Directive:
Starting at the beginning of the items and continuing through the line that contains "143], [7, 144]]]", rewrite those lines as a numbered list, omitting blank lines and leaving out the pictures.

Working data:
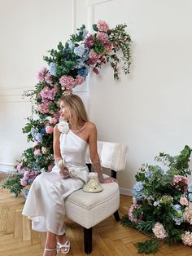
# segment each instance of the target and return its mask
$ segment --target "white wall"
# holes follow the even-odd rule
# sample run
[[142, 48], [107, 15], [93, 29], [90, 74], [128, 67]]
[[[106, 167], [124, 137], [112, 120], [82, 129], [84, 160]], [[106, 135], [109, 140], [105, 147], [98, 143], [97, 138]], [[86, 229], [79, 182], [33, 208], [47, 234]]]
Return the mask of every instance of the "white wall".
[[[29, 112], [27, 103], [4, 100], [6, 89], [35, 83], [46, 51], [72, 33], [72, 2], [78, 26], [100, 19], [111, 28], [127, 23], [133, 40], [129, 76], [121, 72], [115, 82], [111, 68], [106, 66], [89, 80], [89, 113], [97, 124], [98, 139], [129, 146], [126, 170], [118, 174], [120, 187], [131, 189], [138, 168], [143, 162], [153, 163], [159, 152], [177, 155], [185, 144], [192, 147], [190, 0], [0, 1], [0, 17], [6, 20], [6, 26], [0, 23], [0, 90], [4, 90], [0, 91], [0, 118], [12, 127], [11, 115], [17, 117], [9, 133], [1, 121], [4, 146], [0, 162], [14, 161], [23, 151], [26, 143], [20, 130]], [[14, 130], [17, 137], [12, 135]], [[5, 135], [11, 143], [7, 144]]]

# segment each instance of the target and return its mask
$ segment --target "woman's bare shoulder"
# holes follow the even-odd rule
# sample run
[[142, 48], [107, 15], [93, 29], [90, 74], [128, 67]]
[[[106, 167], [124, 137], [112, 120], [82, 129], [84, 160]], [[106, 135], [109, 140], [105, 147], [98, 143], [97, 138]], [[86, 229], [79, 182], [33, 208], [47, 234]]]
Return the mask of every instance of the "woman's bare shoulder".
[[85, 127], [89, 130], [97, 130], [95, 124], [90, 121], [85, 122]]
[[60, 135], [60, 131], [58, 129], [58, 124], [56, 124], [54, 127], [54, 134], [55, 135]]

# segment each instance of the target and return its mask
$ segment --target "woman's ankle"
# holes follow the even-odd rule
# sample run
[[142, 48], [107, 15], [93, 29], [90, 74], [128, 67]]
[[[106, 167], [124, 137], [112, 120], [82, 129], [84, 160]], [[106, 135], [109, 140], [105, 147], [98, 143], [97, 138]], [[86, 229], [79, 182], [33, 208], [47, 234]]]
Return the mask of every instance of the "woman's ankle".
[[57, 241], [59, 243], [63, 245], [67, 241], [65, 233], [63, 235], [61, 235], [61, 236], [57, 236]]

Solution to this task:
1. # segment each instance of the target and return its mask
2. $ segment --target "white wall"
3. # holes follow the even-odd rule
4. # sample run
5. [[142, 48], [107, 15], [93, 29], [90, 74], [128, 67]]
6. [[[106, 167], [124, 137], [112, 120], [82, 129], [84, 160]], [[106, 135], [109, 140], [105, 147], [98, 143], [97, 138]], [[86, 229], [79, 182], [33, 208], [47, 234]]]
7. Return the mask of every instance of the "white wall".
8. [[[29, 112], [27, 103], [4, 100], [6, 89], [35, 83], [46, 51], [72, 33], [72, 2], [78, 26], [100, 19], [111, 28], [127, 23], [133, 40], [129, 76], [121, 72], [115, 82], [111, 68], [106, 66], [89, 80], [89, 113], [97, 124], [98, 139], [129, 146], [126, 170], [118, 174], [120, 187], [131, 189], [138, 168], [143, 162], [153, 163], [159, 152], [177, 155], [185, 144], [192, 147], [190, 0], [0, 1], [0, 17], [6, 20], [6, 26], [0, 23], [0, 90], [4, 90], [0, 91], [0, 118], [12, 127], [11, 115], [17, 117], [9, 133], [1, 121], [4, 146], [0, 162], [14, 161], [23, 151], [26, 143], [20, 130]], [[14, 130], [17, 137], [12, 135]], [[5, 135], [11, 143], [7, 144]]]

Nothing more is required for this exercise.